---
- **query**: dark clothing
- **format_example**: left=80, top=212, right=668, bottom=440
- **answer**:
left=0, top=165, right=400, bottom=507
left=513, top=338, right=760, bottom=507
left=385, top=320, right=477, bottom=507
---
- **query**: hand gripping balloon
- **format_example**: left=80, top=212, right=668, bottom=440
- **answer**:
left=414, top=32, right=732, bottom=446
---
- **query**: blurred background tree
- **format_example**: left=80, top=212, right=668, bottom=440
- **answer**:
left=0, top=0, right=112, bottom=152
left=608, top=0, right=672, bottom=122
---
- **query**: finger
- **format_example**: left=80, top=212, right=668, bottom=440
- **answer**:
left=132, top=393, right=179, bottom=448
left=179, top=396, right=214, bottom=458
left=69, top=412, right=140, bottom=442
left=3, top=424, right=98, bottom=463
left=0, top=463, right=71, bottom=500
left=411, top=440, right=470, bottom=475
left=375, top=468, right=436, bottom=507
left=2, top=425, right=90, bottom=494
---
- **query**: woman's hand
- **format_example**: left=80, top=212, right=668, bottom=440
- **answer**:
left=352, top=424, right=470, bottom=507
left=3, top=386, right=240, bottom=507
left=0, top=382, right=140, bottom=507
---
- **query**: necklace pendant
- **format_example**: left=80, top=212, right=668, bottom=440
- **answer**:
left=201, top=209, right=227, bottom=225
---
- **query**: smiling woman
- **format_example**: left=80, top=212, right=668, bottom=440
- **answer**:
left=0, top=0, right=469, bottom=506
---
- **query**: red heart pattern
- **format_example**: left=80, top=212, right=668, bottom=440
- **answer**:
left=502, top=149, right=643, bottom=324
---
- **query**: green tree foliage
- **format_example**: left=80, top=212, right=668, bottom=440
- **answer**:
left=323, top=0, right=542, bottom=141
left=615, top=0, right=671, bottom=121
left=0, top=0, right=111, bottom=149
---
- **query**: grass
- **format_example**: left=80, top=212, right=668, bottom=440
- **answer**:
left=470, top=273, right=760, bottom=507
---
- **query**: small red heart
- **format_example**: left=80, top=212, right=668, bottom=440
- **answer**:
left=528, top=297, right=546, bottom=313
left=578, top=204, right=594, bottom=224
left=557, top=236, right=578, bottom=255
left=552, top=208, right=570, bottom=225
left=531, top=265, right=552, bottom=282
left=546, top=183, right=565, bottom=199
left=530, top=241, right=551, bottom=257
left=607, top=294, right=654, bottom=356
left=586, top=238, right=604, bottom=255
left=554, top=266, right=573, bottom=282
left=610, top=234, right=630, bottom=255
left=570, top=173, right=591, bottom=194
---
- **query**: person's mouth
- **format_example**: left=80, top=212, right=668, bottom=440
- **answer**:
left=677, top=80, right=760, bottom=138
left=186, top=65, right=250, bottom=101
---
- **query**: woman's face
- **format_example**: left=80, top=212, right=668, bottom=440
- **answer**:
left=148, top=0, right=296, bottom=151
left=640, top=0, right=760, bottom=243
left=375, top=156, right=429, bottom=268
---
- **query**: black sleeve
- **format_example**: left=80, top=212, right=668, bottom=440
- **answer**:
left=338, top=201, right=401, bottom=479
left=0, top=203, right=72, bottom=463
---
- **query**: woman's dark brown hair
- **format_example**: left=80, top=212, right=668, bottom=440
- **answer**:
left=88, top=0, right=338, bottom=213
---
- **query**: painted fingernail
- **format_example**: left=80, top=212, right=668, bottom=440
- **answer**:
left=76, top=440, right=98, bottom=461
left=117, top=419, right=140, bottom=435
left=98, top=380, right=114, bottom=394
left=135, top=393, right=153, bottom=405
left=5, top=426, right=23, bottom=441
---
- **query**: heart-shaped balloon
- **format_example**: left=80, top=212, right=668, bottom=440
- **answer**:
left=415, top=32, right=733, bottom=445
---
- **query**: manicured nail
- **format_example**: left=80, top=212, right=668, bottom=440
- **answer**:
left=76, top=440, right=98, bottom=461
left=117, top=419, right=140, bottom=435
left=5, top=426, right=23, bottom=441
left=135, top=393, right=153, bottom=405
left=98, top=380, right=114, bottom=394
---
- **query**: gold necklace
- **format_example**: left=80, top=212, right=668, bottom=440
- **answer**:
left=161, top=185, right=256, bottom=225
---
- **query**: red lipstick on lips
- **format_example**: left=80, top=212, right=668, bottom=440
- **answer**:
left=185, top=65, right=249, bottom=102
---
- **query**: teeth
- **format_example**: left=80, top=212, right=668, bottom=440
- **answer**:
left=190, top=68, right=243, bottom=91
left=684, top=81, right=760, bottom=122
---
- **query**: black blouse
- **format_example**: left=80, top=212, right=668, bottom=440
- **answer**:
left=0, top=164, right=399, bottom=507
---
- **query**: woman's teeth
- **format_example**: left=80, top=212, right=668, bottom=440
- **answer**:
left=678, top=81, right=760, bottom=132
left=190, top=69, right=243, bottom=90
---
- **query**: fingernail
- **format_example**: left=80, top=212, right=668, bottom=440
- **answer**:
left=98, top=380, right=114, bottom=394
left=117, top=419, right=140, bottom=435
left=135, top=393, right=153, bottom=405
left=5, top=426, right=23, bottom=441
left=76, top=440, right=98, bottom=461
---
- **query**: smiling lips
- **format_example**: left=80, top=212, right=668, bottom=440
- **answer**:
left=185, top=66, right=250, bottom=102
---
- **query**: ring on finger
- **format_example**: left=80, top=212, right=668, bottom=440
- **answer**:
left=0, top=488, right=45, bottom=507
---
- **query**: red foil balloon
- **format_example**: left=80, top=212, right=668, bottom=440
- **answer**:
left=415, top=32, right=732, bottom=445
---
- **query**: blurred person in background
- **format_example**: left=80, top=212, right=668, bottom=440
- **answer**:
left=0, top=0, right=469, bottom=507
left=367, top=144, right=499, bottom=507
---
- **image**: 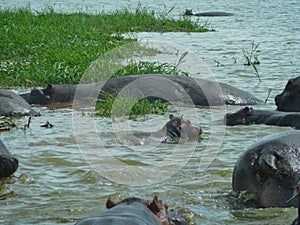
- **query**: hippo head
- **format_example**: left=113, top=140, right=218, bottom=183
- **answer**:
left=162, top=114, right=202, bottom=143
left=21, top=88, right=50, bottom=105
left=275, top=76, right=300, bottom=112
left=183, top=9, right=194, bottom=16
left=232, top=140, right=300, bottom=207
left=106, top=196, right=171, bottom=225
left=224, top=107, right=253, bottom=126
left=0, top=155, right=19, bottom=178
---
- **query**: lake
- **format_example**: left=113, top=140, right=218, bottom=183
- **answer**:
left=0, top=0, right=300, bottom=225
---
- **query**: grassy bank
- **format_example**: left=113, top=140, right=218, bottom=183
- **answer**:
left=0, top=7, right=208, bottom=87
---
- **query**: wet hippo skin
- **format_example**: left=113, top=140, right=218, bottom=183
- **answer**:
left=291, top=185, right=300, bottom=225
left=119, top=114, right=202, bottom=145
left=0, top=89, right=40, bottom=116
left=76, top=197, right=186, bottom=225
left=184, top=9, right=233, bottom=17
left=275, top=76, right=300, bottom=112
left=0, top=140, right=19, bottom=179
left=232, top=131, right=300, bottom=207
left=225, top=107, right=300, bottom=129
left=21, top=74, right=262, bottom=106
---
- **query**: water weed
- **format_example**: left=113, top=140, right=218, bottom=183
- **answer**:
left=0, top=6, right=208, bottom=87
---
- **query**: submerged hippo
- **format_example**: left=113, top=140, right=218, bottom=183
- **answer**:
left=232, top=131, right=300, bottom=207
left=275, top=76, right=300, bottom=112
left=0, top=89, right=40, bottom=116
left=21, top=74, right=262, bottom=106
left=0, top=140, right=19, bottom=179
left=119, top=114, right=202, bottom=145
left=184, top=9, right=234, bottom=16
left=291, top=185, right=300, bottom=225
left=225, top=107, right=300, bottom=129
left=76, top=197, right=187, bottom=225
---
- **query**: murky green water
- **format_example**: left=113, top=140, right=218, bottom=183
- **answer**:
left=0, top=0, right=300, bottom=224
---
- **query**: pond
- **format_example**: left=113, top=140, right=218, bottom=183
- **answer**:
left=0, top=0, right=300, bottom=225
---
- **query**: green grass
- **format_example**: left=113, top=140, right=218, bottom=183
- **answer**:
left=0, top=7, right=208, bottom=88
left=95, top=93, right=168, bottom=118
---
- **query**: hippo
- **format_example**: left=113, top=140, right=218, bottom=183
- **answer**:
left=225, top=107, right=300, bottom=129
left=0, top=89, right=41, bottom=117
left=119, top=114, right=202, bottom=145
left=75, top=197, right=187, bottom=225
left=184, top=9, right=234, bottom=17
left=21, top=74, right=262, bottom=106
left=232, top=130, right=300, bottom=207
left=0, top=140, right=19, bottom=179
left=291, top=185, right=300, bottom=225
left=275, top=76, right=300, bottom=112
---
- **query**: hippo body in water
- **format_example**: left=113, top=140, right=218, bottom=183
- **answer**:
left=21, top=74, right=262, bottom=106
left=118, top=114, right=202, bottom=145
left=75, top=197, right=187, bottom=225
left=275, top=76, right=300, bottom=112
left=0, top=89, right=40, bottom=116
left=232, top=131, right=300, bottom=207
left=225, top=107, right=300, bottom=129
left=184, top=9, right=234, bottom=17
left=0, top=140, right=19, bottom=179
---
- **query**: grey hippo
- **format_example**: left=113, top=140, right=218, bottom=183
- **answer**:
left=0, top=89, right=40, bottom=116
left=0, top=140, right=19, bottom=179
left=291, top=185, right=300, bottom=225
left=225, top=107, right=300, bottom=129
left=275, top=76, right=300, bottom=112
left=184, top=9, right=234, bottom=17
left=21, top=74, right=262, bottom=106
left=232, top=130, right=300, bottom=207
left=119, top=114, right=202, bottom=145
left=76, top=197, right=187, bottom=225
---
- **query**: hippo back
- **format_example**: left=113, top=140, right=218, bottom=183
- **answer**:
left=76, top=200, right=162, bottom=225
left=0, top=90, right=40, bottom=116
left=0, top=140, right=19, bottom=178
left=99, top=74, right=262, bottom=106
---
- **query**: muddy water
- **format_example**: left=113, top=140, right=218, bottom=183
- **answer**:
left=0, top=0, right=300, bottom=224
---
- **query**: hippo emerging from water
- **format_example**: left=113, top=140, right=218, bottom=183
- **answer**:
left=119, top=114, right=202, bottom=145
left=21, top=74, right=262, bottom=106
left=76, top=197, right=187, bottom=225
left=291, top=185, right=300, bottom=225
left=275, top=76, right=300, bottom=112
left=0, top=89, right=40, bottom=116
left=184, top=9, right=233, bottom=17
left=232, top=131, right=300, bottom=207
left=0, top=140, right=19, bottom=179
left=225, top=107, right=300, bottom=129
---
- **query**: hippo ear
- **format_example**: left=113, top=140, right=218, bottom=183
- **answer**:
left=106, top=197, right=116, bottom=209
left=285, top=80, right=293, bottom=91
left=147, top=196, right=160, bottom=215
left=46, top=84, right=53, bottom=90
left=258, top=154, right=278, bottom=171
left=242, top=107, right=250, bottom=115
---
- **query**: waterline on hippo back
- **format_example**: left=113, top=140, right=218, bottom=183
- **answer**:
left=73, top=40, right=225, bottom=186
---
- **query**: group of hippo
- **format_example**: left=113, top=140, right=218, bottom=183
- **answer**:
left=0, top=74, right=300, bottom=225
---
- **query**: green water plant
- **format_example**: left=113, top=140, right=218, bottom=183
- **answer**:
left=95, top=92, right=168, bottom=118
left=0, top=6, right=209, bottom=87
left=241, top=41, right=261, bottom=82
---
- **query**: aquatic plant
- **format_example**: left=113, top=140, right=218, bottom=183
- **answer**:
left=94, top=92, right=168, bottom=118
left=0, top=7, right=208, bottom=87
left=241, top=41, right=261, bottom=82
left=113, top=61, right=188, bottom=78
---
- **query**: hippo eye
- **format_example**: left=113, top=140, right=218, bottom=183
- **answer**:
left=285, top=80, right=293, bottom=91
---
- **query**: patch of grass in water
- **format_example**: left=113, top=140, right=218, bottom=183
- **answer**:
left=0, top=7, right=208, bottom=87
left=95, top=92, right=168, bottom=118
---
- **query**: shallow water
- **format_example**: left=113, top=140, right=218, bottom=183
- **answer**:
left=0, top=0, right=300, bottom=224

Your goal ::
Pull out every line in the records above that contains the word "blurred".

Reply to the exercise ::
- **query**: blurred background tree
- **query**: blurred person in background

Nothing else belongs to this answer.